• _TEXT FOR ANALYSIS_:
<<<<

Success in export markets can do so much more than boost your bottom line. Case in point: water-bottling firm Iroquois Water Ltd., which is parlaying profits from its export sales into real social and environmental change for the troubled native community it calls home.
Founded in 1999, Iroquois is located on Cornwall Island, Ont., in the Akwesasne native reserve. The St. Regis Mohawk Tribe owns 49% of the company, which bottles water under private-label agreements and its own Iroquois brand. “We are the largest aboriginal water-bottling company in the world,” says Dan Villeneuve, president and CEO.
The company is based on solid business principles. Cornwall Island has access to transportation, people and power, and “research told us that the water-bottling business was going to grow,” says Villeneuve. So far, so good: Iroquois logged sales of $127,000 in its first year of operation, a figure he expects to top $30 million this year. A whopping 95% of production goes to the U.S. export market.
Villeneuve credits Iroquois’ export growth to a strategic partnership with Cott Beverages Canada (an alliance that won top honors at the Ontario Global Traders Awards this past May). “Without Cott it would have been almost impossible to sustain the growth that we had,” says Villeneuve. Indian Act legislation that controls bank financing “really impairs the development of big projects like Iroquois, so having a strategic partner willing to venture with us was the saving grace of our company,” he says. “We had the people and the building and the equipment, what we needed was Cott’s financial stability, access to good, low-cost raw material, such as plastics, and distribution networks.

>>>>

• _PROBLEMS TO SOLVE_:
(1) List the things that Villeneuve says Iroquois needed from Cott, according to the text about Iroquois Water Ltd.
(2) Copy the passage of the text about Iroquois Water Ltd. from "Villeneuve credits Iroquois’" up to and including "and distribution networks.".

• _DATA SUPPLIED_:

<<<<

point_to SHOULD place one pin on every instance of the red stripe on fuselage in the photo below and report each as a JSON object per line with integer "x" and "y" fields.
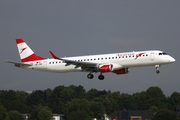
{"x": 32, "y": 57}
{"x": 19, "y": 40}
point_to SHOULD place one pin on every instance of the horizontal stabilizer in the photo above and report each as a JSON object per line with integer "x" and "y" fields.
{"x": 18, "y": 64}
{"x": 54, "y": 56}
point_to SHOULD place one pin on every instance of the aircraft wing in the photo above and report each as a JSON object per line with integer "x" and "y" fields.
{"x": 86, "y": 66}
{"x": 18, "y": 64}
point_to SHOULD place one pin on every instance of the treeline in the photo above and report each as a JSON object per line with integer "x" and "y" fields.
{"x": 78, "y": 104}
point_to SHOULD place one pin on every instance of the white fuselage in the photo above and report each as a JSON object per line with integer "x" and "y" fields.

>>>>

• _LIST OF ANSWERS_:
(1)
- Financial stability
- Access to good, low-cost raw material, such as plastics
- Distribution networks

(2)
Villeneuve credits Iroquois’ export growth to a strategic partnership with Cott Beverages Canada (an alliance that won top honors at the Ontario Global Traders Awards this past May). “Without Cott it would have been almost impossible to sustain the growth that we had,” says Villeneuve. Indian Act legislation that controls bank financing “really impairs the development of big projects like Iroquois, so having a strategic partner willing to venture with us was the saving grace of our company,” he says. “We had the people and the building and the equipment, what we needed was Cott’s financial stability, access to good, low-cost raw material, such as plastics, and distribution networks.